SHORT TASK
In the article on farm trade and regulation, rewrite the stretch from "National Farmers’ Federation" through "the agriculture sector.", substituting "inquiry" for "review".

PASSAGE GIVEN
US President Donald Trump’s about-face on the Trans-Pacific Partnership (TPP) trade deal has been called ‘a jaw-dropping policy reversal’ and is not good news for Australian farmers.
President Trump withdrew the US from the TPP process just three days after taking office on 23 January 2017. Negotiations continued without the US, and the Comprehensive and Progressive Agreement for Trans-Pacific Partnership (TPP-11) was signed by Australia, Brunei Darussalam, Canada, Chile, Japan, Malaysia, Mexico, Peru, New Zealand, Singapore and Vietnam on 8 March 2018.
On 13 April, President Trump indicated via Twitter that he was open to ‘join TPP if the deal were substantially better than the deal offered to Pres. Obama’.
National Farmers’ Federation President Fiona Simson said America’s absence from the TPP-11 benefits local agriculture.
‘The US (is) one of our biggest competitors … and under the terms negotiated in the TPP-11 we have favourable access to markets like Japan,’ she said. ‘We would hate to see anything renegotiated.’
EPBC red tape under scrutiny
Dr Wendy Craik is undertaking an independent review to reduce red tape and find practical ways to help farmers meet the requirements of the Environment Protection and Biodiversity Conservation Act 1999 (the EPBC Act).
The review, announced at the end of March, will investigate the interaction between environmental law and the agriculture sector.
The Productivity Commission’s 2017 report into the Regulation of Australian Agriculture found it could be unduly onerous on farmers to deal with the complexity of their obligations requiring compliance with the EPBC Act, and that the red-tape burden costs fell disproportionately on the farmer.

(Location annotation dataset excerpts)
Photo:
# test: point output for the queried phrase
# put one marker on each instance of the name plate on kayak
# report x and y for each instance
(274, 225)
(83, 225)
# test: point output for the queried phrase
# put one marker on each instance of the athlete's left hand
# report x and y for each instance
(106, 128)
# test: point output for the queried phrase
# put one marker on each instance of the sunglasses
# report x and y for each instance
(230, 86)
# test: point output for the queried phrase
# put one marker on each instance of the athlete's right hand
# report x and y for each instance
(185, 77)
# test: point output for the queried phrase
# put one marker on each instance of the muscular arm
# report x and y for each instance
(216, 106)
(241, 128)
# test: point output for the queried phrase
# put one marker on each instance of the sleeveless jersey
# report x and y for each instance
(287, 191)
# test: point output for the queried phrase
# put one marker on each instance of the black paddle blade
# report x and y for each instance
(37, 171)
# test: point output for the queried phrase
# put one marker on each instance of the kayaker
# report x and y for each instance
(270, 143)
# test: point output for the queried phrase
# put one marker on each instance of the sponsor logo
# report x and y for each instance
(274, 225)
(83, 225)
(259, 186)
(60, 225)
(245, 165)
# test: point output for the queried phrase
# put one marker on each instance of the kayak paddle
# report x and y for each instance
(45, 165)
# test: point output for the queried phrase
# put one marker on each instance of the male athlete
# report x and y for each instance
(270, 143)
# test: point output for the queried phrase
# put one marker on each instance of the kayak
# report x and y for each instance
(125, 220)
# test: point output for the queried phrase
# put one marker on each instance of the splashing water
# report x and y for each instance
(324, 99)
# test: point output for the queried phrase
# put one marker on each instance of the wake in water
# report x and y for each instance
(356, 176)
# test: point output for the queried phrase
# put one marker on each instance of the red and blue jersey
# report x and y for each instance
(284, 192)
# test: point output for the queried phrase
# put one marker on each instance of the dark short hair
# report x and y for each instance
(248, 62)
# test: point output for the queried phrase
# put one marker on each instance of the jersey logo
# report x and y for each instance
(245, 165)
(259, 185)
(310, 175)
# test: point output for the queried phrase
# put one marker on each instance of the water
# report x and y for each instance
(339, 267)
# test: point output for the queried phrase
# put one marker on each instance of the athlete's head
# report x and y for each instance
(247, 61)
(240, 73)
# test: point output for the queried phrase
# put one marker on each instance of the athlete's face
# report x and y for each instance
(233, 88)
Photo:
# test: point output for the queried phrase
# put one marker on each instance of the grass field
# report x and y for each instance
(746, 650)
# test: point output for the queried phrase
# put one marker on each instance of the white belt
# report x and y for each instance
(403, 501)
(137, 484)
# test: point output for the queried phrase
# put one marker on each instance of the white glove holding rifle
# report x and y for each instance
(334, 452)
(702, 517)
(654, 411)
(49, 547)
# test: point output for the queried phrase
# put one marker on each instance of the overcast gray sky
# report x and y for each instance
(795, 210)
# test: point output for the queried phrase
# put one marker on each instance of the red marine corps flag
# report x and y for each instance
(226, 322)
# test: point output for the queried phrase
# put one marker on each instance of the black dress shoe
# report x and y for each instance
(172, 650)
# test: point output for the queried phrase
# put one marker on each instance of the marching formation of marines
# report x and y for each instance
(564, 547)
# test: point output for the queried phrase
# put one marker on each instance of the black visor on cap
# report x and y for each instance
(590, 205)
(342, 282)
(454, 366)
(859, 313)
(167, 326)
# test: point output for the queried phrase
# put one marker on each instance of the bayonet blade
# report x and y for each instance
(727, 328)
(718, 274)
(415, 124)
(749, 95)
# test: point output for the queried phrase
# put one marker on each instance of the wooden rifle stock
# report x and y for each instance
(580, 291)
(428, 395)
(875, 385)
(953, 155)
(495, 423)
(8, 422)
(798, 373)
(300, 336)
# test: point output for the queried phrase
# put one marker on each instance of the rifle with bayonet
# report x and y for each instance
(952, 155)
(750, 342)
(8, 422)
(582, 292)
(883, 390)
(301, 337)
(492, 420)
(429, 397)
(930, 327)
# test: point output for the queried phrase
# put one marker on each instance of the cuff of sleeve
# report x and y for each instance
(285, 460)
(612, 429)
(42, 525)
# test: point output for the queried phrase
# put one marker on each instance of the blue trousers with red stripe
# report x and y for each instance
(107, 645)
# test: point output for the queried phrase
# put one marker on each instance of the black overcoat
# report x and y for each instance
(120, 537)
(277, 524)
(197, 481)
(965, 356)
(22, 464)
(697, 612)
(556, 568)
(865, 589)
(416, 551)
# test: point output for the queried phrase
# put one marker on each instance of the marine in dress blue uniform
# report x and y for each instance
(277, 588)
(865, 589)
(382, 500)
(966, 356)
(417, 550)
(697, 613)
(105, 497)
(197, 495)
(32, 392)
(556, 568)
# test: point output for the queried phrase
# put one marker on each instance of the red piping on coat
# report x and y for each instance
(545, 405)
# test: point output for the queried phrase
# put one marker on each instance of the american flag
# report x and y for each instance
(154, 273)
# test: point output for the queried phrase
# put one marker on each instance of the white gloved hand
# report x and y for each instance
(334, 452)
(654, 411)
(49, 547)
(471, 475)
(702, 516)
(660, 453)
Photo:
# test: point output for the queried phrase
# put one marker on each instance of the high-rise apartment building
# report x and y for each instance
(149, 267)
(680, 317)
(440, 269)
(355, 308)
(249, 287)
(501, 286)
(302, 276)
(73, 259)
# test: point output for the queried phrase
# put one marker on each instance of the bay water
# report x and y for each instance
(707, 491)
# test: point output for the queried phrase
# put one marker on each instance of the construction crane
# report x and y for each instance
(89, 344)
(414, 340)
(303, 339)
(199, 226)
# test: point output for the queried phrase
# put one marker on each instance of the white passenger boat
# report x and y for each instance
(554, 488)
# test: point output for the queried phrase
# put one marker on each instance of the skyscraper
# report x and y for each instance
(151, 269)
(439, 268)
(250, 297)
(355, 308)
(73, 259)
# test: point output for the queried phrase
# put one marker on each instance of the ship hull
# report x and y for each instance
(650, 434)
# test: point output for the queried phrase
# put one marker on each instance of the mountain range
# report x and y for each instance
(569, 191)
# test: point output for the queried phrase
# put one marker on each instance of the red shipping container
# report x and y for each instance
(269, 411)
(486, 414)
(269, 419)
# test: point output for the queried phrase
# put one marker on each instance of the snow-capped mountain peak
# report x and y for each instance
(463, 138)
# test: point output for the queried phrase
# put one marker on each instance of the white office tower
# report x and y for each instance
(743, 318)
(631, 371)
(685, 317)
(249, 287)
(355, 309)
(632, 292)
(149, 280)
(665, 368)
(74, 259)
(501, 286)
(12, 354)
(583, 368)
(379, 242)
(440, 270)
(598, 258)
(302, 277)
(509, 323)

THE SOLUTION
National Farmers’ Federation President Fiona Simson said America’s absence from the TPP-11 benefits local agriculture.
‘The US (is) one of our biggest competitors … and under the terms negotiated in the TPP-11 we have favourable access to markets like Japan,’ she said. ‘We would hate to see anything renegotiated.’
EPBC red tape under scrutiny
Dr Wendy Craik is undertaking an independent inquiry to reduce red tape and find practical ways to help farmers meet the requirements of the Environment Protection and Biodiversity Conservation Act 1999 (the EPBC Act).
The inquiry, announced at the end of March, will investigate the interaction between environmental law and the agriculture sector.